**Objectives**
(a) Using the text on PA Cyber Charter School below, state whether each statement agrees with it: (i) the school's first graduating class had 17 students; (ii) the grand jury investigation of the school took place in 2010; (iii) the school's 2011 annual report noted that all of its 268 staff members were certified. For each, answer yes or no and quote the deciding words of the text.
(b) From the text on PA Cyber Charter School below, return word for word the passage that begins at the words "The school was" and stops after the words "reading or English.".

**Document extract**

In a virtual course, students attend classes through Blackboard Collaborate (Previously named Elluminate). Assignments are completed through Schoology: these include homework, tests, and other graded assignments. Students log in for class and participate with a live teacher. Students may speak during class by clicking an icon to raise their hands, or be called upon by the teacher. Communication can take place with private notes between teacher and student. If given the rights to us chat, students can also communicate with each other publicly or privately. The virtual classroom allows for students to participate in breakout rooms to work collaboratively on an assignment; in these rooms, students can draw on the whiteboard, chat with their group mates, and use their microphones to communicate.
According to a Pennsylvania Department of Education study released in January 2009, 6% of PA Cyber Charter School graduates required remediation in mathematics and or reading before they were prepared to take college level courses in the Pennsylvania State System of Higher Education or community colleges. This was one of the lowest remediation rates among the Commonwealths public schools.
The school was subject to a grand jury investigation in 2007 regarding using funds improperly (for expenses not related to each individual student). The allegations were: double billing, excessive management fees, questionable payments to building contractors and misuse of tax dollars with regards to the building of a $23.5 million Performing Arts Center.
In 2010, the school reported that 33.4% of its students met federal poverty levels. In 2011, the schools annual report with the Pennsylvania Department of Education noted that 100% of its 268 staff members were certified.
Per the Pennsylvania Department of Education, one in three recent high school graduates who attend Pennsylvanias public universities and community colleges takes at least one remedial course in math, reading or English.
When the steel mill in Midland, PA closed, a period of decline and population erosion began. In 1986, the Midland Borough School District closed its high school and the students were sent to neighboring school districts on an annual tuition basis. To give these students another option, community and school board members started PA Cyber Charter School. Initially, more than 500 students enrolled in the school. The first graduating class had 17 students. PA Cyber Charter School employs nearly 600 people and has regional offices in Philadelphia, Wexford and Harrisburg.
In 2010, the school reported an Unreserved - Undesignated Fund balance of $2,406,089 and a Reserved - Undesignated Fund balance of $11,415,257.

**Given information**
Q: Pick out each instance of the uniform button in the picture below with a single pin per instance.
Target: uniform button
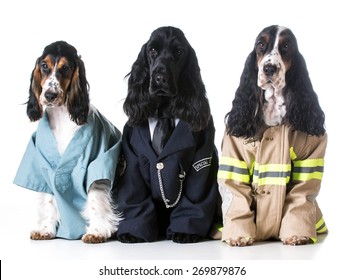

**Outputs by task**
(a)
(i) Yes: "The first graduating class had 17 students."
(ii) No: "The school was subject to a grand jury investigation in 2007"
(iii) Yes: "noted that 100% of its 268 staff members were certified."

(b)
The school was subject to a grand jury investigation in 2007 regarding using funds improperly (for expenses not related to each individual student). The allegations were: double billing, excessive management fees, questionable payments to building contractors and misuse of tax dollars with regards to the building of a $23.5 million Performing Arts Center.
In 2010, the school reported that 33.4% of its students met federal poverty levels. In 2011, the schools annual report with the Pennsylvania Department of Education noted that 100% of its 268 staff members were certified.
Per the Pennsylvania Department of Education, one in three recent high school graduates who attend Pennsylvanias public universities and community colleges takes at least one remedial course in math, reading or English.